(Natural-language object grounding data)
════════════════════
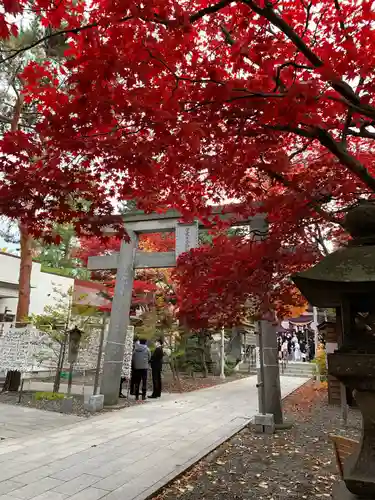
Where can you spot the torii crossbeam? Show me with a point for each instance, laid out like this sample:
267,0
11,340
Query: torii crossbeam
130,258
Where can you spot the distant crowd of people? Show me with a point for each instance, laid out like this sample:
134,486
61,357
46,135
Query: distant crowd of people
295,347
142,359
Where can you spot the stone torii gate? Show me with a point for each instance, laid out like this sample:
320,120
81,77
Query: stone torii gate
130,258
════════════════════
#### Task
Once a line of the records is found to contain "Show", copy it out.

#### Answer to this exercise
Where can you spot the torii crossbeam? Show me with a point for each instance, laid out like this sample:
Where can you spot the distant crowd of people? Show me with a point for each instance, laid out like this sample:
Where can you spot the stone torii gate? Show me with a point for each instance, laid out like this sample:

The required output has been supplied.